# EXERCISE INSTRUCTIONS:
Please copy out the data below exactly as it stands, everything from the line containing "Field report states that the distant" down to the line containing "160, 710, 201]]", both of those lines included.

══════

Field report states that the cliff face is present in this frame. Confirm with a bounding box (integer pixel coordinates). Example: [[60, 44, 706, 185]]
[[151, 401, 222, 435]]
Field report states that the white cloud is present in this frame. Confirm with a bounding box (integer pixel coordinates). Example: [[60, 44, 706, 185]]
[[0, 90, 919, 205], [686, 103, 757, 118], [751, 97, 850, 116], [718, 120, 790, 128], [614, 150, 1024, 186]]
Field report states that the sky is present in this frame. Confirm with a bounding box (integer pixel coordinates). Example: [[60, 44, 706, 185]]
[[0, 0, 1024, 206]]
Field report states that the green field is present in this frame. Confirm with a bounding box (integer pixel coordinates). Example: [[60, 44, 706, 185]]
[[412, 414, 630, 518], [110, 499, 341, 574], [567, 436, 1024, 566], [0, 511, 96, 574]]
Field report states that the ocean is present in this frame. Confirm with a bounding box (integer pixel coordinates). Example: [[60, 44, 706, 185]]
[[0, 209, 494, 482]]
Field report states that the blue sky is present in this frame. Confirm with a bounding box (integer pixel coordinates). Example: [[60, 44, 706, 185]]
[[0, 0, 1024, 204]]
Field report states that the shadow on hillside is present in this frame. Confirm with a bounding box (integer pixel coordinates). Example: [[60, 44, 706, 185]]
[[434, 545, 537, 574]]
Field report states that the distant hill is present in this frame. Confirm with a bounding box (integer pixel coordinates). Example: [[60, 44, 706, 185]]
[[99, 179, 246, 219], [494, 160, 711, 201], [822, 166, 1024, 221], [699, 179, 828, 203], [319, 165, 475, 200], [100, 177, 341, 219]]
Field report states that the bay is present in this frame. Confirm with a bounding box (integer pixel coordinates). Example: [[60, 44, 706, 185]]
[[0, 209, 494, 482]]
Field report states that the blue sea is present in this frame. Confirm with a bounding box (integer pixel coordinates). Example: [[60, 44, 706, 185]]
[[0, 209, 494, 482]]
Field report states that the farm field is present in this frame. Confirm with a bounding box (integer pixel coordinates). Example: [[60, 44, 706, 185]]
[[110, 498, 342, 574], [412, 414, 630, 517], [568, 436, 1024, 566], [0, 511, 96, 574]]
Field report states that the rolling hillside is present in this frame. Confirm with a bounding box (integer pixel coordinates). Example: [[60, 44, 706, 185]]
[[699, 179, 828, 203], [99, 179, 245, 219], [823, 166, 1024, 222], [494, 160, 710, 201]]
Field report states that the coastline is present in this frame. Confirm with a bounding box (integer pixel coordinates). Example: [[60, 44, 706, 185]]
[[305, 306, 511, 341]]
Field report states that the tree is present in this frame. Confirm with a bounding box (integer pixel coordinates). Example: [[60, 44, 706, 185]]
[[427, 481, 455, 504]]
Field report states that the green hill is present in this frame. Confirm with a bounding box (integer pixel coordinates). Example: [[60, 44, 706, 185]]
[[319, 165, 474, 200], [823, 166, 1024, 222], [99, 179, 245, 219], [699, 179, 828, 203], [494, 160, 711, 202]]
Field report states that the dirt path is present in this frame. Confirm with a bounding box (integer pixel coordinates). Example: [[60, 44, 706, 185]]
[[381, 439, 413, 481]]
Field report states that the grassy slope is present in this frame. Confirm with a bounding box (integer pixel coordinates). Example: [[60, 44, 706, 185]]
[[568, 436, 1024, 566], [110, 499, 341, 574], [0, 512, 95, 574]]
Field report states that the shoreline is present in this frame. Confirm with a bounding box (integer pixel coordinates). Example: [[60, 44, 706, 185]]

══════

# TASK SOLUTION:
Field report states that the distant hill is present in this frame. Confirm with a bounding box (integer pixel coordinates). Example: [[60, 44, 706, 185]]
[[99, 179, 246, 219], [494, 160, 711, 201], [822, 166, 1024, 221], [699, 179, 828, 203], [319, 165, 475, 200], [100, 177, 341, 219]]
Field report states that the bay is present in this frame. Confirm with a bounding box (integer pixel coordinates). Example: [[60, 44, 706, 185]]
[[0, 209, 494, 482]]
Field report states that the blue sea is present in this frame. Confirm with a bounding box (integer pixel coordinates). Example: [[60, 44, 706, 185]]
[[0, 209, 494, 482]]
Field report states that the farm field is present in this frame. Confirm with a bounding box (integer pixel coordinates). Example: [[60, 44, 706, 185]]
[[110, 498, 342, 574], [412, 414, 630, 517], [568, 436, 1024, 566], [0, 511, 96, 574]]
Field report states that the rolling hillside is present in this frame. Confirm with a bounding box (integer pixel coordinates). Example: [[60, 44, 706, 185]]
[[699, 179, 828, 203], [99, 179, 245, 219], [823, 166, 1024, 222], [494, 160, 710, 201]]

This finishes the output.